# Referring expression data
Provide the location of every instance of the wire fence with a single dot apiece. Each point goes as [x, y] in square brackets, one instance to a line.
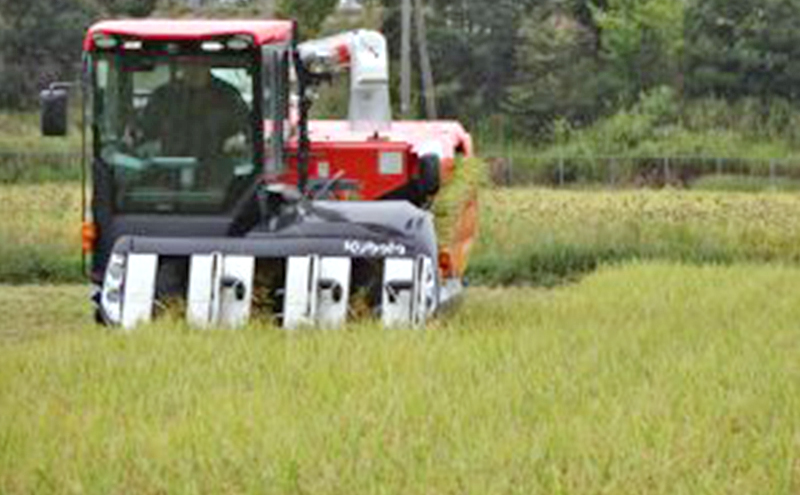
[617, 171]
[39, 166]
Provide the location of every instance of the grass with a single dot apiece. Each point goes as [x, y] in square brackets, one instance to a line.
[40, 233]
[646, 379]
[544, 236]
[740, 183]
[528, 236]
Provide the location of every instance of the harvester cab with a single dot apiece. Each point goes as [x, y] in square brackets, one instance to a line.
[213, 195]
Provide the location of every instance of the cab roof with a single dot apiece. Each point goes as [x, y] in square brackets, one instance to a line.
[263, 32]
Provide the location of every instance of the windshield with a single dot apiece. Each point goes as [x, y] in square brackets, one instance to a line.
[176, 129]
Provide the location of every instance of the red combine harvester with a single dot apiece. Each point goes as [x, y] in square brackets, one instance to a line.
[214, 193]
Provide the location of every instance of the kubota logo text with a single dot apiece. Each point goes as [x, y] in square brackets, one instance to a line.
[358, 248]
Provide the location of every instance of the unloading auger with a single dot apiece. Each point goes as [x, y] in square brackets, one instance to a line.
[214, 196]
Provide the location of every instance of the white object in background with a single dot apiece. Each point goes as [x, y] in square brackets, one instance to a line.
[299, 304]
[236, 291]
[398, 292]
[200, 297]
[333, 292]
[220, 290]
[140, 287]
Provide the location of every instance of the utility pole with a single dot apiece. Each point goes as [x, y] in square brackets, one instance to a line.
[425, 62]
[405, 61]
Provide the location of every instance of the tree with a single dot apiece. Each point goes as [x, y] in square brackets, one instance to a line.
[557, 74]
[641, 43]
[311, 14]
[743, 48]
[41, 43]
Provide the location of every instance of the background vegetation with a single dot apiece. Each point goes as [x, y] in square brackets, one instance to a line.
[673, 77]
[648, 379]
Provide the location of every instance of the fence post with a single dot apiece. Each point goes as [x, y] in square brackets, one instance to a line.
[509, 170]
[772, 177]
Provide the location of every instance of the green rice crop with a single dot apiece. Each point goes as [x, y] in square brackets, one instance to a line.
[538, 236]
[647, 379]
[544, 236]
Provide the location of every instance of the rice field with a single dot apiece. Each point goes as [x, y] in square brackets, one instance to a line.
[650, 378]
[670, 364]
[528, 236]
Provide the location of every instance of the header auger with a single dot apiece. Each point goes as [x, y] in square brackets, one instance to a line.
[213, 193]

# Task requirements
Copy the records shown above in their entirety and exactly; images are to be left out.

# Your response
Provide the location of every instance of the wire fence with a single dot apiece. Each point goes as [x, y] in square brackets, one instance to a line.
[617, 171]
[39, 166]
Provide the location of every instance of the grass with a single dot apiece. Each point goes as [x, y] in square brackets, one instance to a line.
[40, 233]
[646, 379]
[544, 236]
[740, 183]
[528, 236]
Provide the location of every instance of the harvester cab with a single dot apiece. Each point goes as [x, y] in square brackets, one instance to a line.
[213, 195]
Provide the location of every instance of the cab roof with a single dot apiece. Each point goes as [x, y] in square brackets, one instance to a line.
[263, 32]
Provide the location of every instance of the windshield with a single dot apiece. Each point goes as [x, y] in square brackets, one instance to a line.
[176, 129]
Provide the location of every instance of the red combine harvester with a single dot apiece. Each point goes as [x, y] in square brackets, one instance to a line.
[214, 193]
Provide the location of every instance of the kubota logo text with a single dot apiece. Each point goes as [x, y] in square brackets, one instance to a line.
[358, 248]
Provide the location of every instance of the unloading auger with a single dot apiece. Each point goes as [x, y] in square brackets, one instance to a line.
[214, 196]
Provide the location of every instance of the white object in background with a single dot apiece. Each point goes as [x, y] in square brackets, one instance to a line.
[299, 304]
[236, 291]
[398, 292]
[200, 297]
[333, 292]
[220, 290]
[140, 287]
Provide the location of every instance of the utility pole with a single dot apiece. Each point goes as [x, y] in square brackets, one instance to a line.
[425, 62]
[405, 61]
Provide the location of every instance of the tree with a single dot apiece. Each point goes as [x, y] in square brackets, one instance to a line.
[557, 74]
[641, 43]
[311, 14]
[743, 48]
[41, 43]
Provide the location of every instance of the background vegetation with a single dot apiece. Each point goes as [x, y] in square brackets, one instance to a line.
[673, 77]
[648, 379]
Provide the location of every instance of the fence post with a single dot apiece. Each point goes as [x, y] in square brackets, one instance to a line.
[509, 170]
[772, 177]
Provide the location of every instance of the green rice crop with a single dot apiece. Each point goes as [x, y] in square brackets, one instance to a line.
[538, 236]
[647, 379]
[544, 236]
Provide the location of every instance of the rice field with a single dot apiece. Each point goes as [x, y] in square brackets, one instance to a line.
[650, 378]
[670, 364]
[528, 236]
Provide the location of every instance of the header auger with a single dot apiece. Each point goes as [x, y] in square brackets, one instance to a line.
[213, 193]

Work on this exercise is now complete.